** BEGIN Extracted text **

She has taken away my son to Ireland!’ The woman in front of me cribbed. I tried to give her solace in my small ways. I knew she was stressed and depressed. There was a feeling of grief and loneliness. She was suffering from the empty nest syndrome. She was a working woman, and felt there was no purpose left in her life. She felt that she had been rejected by her own son. I requested her to take the help of a psychiatrist. She said she had. ‘Is your son on talking terms with you?’ I asked. She nodded. ‘Then why are you grieving?’ She cried sadly, ‘In this wide world now, where is my standing?’ I said I could not understand what she meant. She looked surprised, and said the doctor, too, had told her the same thing.

Then there was this other woman who cribbed that her son got married and settled in Australia. ‘He has deceived me,’ she complained to me several times. I felt sorry for her. With children flying away to achieve their dreams, the emotionally drained elderly parents are left to fend for themselves. And many times, children do not even achieve their dreams abroad. They end up as cheap labour in restaurants, gas pumps, public toilets or become taxi drivers.

But young children do not understand that there are several advantages of remaining in a joint family. Both the elders and the children get one another’s support. The grandchildren are raised up with more love and guidance, and do not fall into bad habits and bad friendships. The presence of more members in the household helps the children to be active socially. In joint families, there is a decreased chance of kidnapping and human trafficking and plenty of support is available in times of difficulties. Financially also, joint families are better, as rents on houses can be saved and festivals can be enjoyed together.

** END Extracted text **

Written problem 1
From the essay on grown children leaving home, quote the passage from "But young children" to "be enjoyed together." word for word.

** BEGIN Material for this exercise **

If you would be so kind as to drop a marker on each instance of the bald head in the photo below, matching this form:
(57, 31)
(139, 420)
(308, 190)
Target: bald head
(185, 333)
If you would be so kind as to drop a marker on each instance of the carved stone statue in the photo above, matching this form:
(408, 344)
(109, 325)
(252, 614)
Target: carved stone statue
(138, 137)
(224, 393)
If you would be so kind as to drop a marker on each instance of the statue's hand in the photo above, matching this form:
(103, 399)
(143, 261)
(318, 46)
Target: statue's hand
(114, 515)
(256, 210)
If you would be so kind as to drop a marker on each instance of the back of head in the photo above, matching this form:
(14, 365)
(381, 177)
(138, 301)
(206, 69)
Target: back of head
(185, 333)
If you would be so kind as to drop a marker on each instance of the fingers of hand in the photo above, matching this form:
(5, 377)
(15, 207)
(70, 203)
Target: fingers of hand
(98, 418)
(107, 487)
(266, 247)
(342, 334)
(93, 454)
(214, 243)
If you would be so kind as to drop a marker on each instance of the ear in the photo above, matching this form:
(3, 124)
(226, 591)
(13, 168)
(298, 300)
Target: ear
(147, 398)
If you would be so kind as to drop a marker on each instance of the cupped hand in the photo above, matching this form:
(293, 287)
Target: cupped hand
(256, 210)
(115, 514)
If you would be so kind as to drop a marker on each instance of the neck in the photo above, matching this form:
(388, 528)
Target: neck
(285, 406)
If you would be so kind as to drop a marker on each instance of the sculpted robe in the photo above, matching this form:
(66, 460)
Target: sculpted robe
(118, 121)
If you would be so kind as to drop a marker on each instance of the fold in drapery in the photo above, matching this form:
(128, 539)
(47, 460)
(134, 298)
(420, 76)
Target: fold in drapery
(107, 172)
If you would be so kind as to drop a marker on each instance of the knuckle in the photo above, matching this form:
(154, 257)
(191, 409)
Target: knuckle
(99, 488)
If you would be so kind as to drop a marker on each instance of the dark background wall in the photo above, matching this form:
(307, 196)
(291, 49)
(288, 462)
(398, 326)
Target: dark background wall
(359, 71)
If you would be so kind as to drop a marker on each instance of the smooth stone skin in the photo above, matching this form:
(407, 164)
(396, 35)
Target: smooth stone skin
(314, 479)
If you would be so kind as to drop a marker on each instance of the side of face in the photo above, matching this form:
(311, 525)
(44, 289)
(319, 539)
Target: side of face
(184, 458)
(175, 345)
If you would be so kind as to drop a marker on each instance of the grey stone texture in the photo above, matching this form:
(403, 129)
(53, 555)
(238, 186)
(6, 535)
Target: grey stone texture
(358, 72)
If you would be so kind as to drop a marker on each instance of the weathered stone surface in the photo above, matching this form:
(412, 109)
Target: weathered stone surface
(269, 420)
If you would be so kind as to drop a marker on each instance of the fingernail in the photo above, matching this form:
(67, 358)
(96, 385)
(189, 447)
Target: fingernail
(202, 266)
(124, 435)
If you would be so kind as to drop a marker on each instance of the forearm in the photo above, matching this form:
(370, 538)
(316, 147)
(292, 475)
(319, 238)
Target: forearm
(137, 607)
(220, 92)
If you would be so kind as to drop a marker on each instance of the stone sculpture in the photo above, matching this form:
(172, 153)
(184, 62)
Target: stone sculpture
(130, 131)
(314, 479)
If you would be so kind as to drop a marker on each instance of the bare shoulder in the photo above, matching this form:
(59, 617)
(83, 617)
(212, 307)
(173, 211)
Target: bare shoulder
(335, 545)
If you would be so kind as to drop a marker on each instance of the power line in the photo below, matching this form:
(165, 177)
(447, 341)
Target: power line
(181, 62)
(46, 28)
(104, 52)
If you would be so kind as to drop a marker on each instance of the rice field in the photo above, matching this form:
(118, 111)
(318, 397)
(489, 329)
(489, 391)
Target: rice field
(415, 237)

** END Material for this exercise **

Written problem 2
Convert the listing, from the line containing "of the weathered" through the end of the listing, into a JSON list of strings with one string per line and no blank lines.

Written answer 1
But young children do not understand that there are several advantages of remaining in a joint family. Both the elders and the children get one another’s support. The grandchildren are raised up with more love and guidance, and do not fall into bad habits and bad friendships. The presence of more members in the household helps the children to be active socially. In joint families, there is a decreased chance of kidnapping and human trafficking and plenty of support is available in times of difficulties. Financially also, joint families are better, as rents on houses can be saved and festivals can be enjoyed together.

Written answer 2
[
  "If you would be so kind as to drop a marker on each instance of the weathered stone surface in the photo above, matching this form:",
  "(412, 109)",
  "Target: weathered stone surface",
  "(269, 420)",
  "If you would be so kind as to drop a marker on each instance of the fingernail in the photo above, matching this form:",
  "(67, 358)",
  "(96, 385)",
  "(189, 447)",
  "Target: fingernail",
  "(202, 266)",
  "(124, 435)",
  "If you would be so kind as to drop a marker on each instance of the forearm in the photo above, matching this form:",
  "(370, 538)",
  "(316, 147)",
  "(292, 475)",
  "(319, 238)",
  "Target: forearm",
  "(137, 607)",
  "(220, 92)",
  "If you would be so kind as to drop a marker on each instance of the stone sculpture in the photo above, matching this form:",
  "(172, 153)",
  "(184, 62)",
  "Target: stone sculpture",
  "(130, 131)",
  "(314, 479)",
  "If you would be so kind as to drop a marker on each instance of the bare shoulder in the photo above, matching this form:",
  "(59, 617)",
  "(83, 617)",
  "(212, 307)",
  "(173, 211)",
  "Target: bare shoulder",
  "(335, 545)",
  "If you would be so kind as to drop a marker on each instance of the power line in the photo below, matching this form:",
  "(165, 177)",
  "(447, 341)",
  "Target: power line",
  "(181, 62)",
  "(46, 28)",
  "(104, 52)",
  "If you would be so kind as to drop a marker on each instance of the rice field in the photo above, matching this form:",
  "(118, 111)",
  "(318, 397)",
  "(489, 329)",
  "(489, 391)",
  "Target: rice field",
  "(415, 237)"
]